Format every line of the material below as a Markdown table with the columns "Row" and "Material line", numbering the rows in order and omitting blank lines.

(Segmentation dataset records)

^^^^^^^^^^^^^^^^

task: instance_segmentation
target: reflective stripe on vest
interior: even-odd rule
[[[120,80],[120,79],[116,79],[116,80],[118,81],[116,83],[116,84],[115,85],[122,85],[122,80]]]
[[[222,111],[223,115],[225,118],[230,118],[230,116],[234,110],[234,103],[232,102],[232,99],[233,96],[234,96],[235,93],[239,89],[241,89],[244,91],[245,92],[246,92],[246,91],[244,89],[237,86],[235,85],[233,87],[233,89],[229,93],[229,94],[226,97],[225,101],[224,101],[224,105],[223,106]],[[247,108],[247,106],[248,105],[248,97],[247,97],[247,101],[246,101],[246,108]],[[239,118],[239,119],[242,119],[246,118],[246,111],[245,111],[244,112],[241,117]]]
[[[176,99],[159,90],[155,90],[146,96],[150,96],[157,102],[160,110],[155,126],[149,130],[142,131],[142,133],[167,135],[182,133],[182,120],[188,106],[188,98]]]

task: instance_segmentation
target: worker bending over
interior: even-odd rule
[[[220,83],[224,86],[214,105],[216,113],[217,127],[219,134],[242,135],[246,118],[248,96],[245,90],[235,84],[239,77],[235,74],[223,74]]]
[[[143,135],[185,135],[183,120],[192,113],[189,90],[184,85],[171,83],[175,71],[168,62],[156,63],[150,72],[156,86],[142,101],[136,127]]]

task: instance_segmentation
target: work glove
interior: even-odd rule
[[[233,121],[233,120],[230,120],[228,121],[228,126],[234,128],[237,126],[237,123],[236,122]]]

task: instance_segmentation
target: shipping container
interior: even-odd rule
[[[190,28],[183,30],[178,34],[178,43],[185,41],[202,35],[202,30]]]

^^^^^^^^^^^^^^^^

● **Finished answer**
| Row | Material line |
|---|---|
| 1 | task: instance_segmentation |
| 2 | target: reflective stripe on vest |
| 3 | interior: even-odd rule |
| 4 | [[[120,80],[120,79],[116,79],[116,80],[118,81],[116,83],[116,84],[115,85],[122,85],[122,80]]] |
| 5 | [[[222,111],[223,115],[225,118],[230,118],[230,116],[234,110],[234,103],[232,102],[232,99],[233,96],[234,96],[235,93],[239,89],[241,89],[244,91],[245,92],[246,92],[246,91],[244,89],[237,86],[235,85],[233,87],[233,89],[229,93],[229,94],[226,97],[225,101],[224,101],[224,105],[223,106]],[[247,108],[247,106],[248,105],[248,97],[247,97],[247,101],[246,101],[246,108]],[[239,118],[239,119],[242,119],[246,118],[246,111],[245,111],[244,112],[241,117]]] |
| 6 | [[[176,99],[159,90],[155,90],[146,96],[150,96],[157,102],[160,110],[155,126],[149,130],[142,131],[142,133],[167,135],[182,133],[182,120],[188,106],[188,98]]] |
| 7 | task: instance_segmentation |
| 8 | target: worker bending over |
| 9 | interior: even-odd rule |
| 10 | [[[220,83],[224,86],[214,105],[216,113],[217,127],[219,134],[242,135],[246,118],[248,96],[245,90],[235,84],[239,77],[235,74],[223,74]]] |
| 11 | [[[143,135],[185,135],[183,120],[192,113],[189,90],[184,85],[171,83],[175,71],[168,62],[156,63],[150,72],[156,86],[142,101],[136,127]]] |
| 12 | task: instance_segmentation |
| 13 | target: work glove |
| 14 | interior: even-odd rule |
| 15 | [[[233,121],[233,120],[230,120],[228,121],[228,126],[234,128],[237,126],[237,123],[236,122]]] |
| 16 | task: instance_segmentation |
| 17 | target: shipping container |
| 18 | interior: even-odd rule |
| 19 | [[[190,28],[183,30],[178,34],[178,43],[185,41],[202,35],[202,30]]] |